# START OF Material

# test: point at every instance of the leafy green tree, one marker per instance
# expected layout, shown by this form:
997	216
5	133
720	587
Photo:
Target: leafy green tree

# END OF Material

Reproduce the data above line for line, keeping every character unchanged.

[Task response]:
# test: point at every instance of the leafy green tree, one marker per instance
# expected layout, shown by this form:
997	216
5	133
720	587
Photo:
Target: leafy green tree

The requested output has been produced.